Request: Please convert every line of the listing below into a Markdown table with the columns "Row" and "Line," numbering the rows in order and leaving out blank lines.

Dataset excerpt
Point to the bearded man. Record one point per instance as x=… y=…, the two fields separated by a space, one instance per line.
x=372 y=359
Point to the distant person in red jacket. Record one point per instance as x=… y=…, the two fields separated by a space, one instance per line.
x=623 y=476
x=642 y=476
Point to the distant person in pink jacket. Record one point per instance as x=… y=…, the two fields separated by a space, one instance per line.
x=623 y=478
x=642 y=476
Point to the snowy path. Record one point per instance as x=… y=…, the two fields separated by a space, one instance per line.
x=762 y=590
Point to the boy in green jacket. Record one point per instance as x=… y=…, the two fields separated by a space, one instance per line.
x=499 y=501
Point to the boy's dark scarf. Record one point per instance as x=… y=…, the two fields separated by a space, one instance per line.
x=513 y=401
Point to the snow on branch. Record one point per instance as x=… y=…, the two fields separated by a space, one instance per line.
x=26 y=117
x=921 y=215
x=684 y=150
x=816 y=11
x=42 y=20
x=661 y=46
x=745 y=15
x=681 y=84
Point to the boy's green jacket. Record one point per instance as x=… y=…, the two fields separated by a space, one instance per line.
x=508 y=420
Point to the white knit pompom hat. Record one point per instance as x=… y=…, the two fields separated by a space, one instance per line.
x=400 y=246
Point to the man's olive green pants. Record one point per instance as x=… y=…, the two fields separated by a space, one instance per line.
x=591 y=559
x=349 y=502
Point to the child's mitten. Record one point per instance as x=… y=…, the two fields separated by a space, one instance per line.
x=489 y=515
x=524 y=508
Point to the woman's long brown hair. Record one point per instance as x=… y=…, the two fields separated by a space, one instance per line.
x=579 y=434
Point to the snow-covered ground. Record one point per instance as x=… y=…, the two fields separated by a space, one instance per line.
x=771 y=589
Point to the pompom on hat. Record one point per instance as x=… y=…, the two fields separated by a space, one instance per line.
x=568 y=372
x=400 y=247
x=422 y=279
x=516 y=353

Solution:
| Row | Line |
|---|---|
| 1 | Point to the bearded man. Record one point per instance as x=… y=…, the two fields separated by a space, one instance per line. |
| 2 | x=372 y=359 |
| 3 | Point to the distant person in red jacket. Record one point per instance as x=… y=…, the two fields separated by a space, one instance per line. |
| 4 | x=623 y=476 |
| 5 | x=642 y=476 |
| 6 | Point to the distant person in pink jacket. Record one point per instance as x=… y=…, the two fields separated by a space, one instance per line. |
| 7 | x=623 y=478 |
| 8 | x=642 y=476 |
| 9 | Point to the snowy path. Record one point per instance as x=… y=…, the two fields separated by a space, one instance per line. |
| 10 | x=762 y=590 |
| 11 | Point to the boy in green jacket. Record one point per instance as x=… y=…, the two fields separated by a space, one instance per line. |
| 12 | x=499 y=501 |
| 13 | Point to the boy's dark scarf. Record one point per instance as x=… y=…, the two fields separated by a space, one instance per line. |
| 14 | x=513 y=401 |
| 15 | Point to the snow on branch. Record one point per instance as x=… y=…, the two fields separated by a space, one instance per line. |
| 16 | x=26 y=117 |
| 17 | x=921 y=215 |
| 18 | x=684 y=150 |
| 19 | x=816 y=11 |
| 20 | x=42 y=20 |
| 21 | x=661 y=46 |
| 22 | x=745 y=15 |
| 23 | x=681 y=84 |
| 24 | Point to the boy's green jacket. Record one point per instance as x=… y=…, the two fields separated by a space, one instance per line. |
| 25 | x=508 y=420 |
| 26 | Point to the white knit pompom hat. Record one point per instance as x=… y=…, the two fields separated by a space, one instance per line. |
| 27 | x=400 y=246 |
| 28 | Point to the man's olive green pants. Record one point per instance as x=… y=…, the two fields separated by a space, one instance per line. |
| 29 | x=591 y=559 |
| 30 | x=349 y=502 |
| 31 | Point to the child's mitten. Record one point per instance as x=… y=…, the two fields separated by a space, one instance per line. |
| 32 | x=489 y=515 |
| 33 | x=524 y=508 |
| 34 | Point to the woman's long brown hair. Record one point per instance as x=… y=…, the two fields separated by a space, one instance per line. |
| 35 | x=579 y=434 |
| 36 | Point to the snow-covered ground. Record one point per instance as x=… y=…, the two fields separated by a space, one instance per line. |
| 37 | x=771 y=589 |
| 38 | Point to the pompom on hat. Record one point per instance as x=… y=…, the two fields separated by a space, one instance per line. |
| 39 | x=568 y=372 |
| 40 | x=400 y=247 |
| 41 | x=422 y=279 |
| 42 | x=516 y=353 |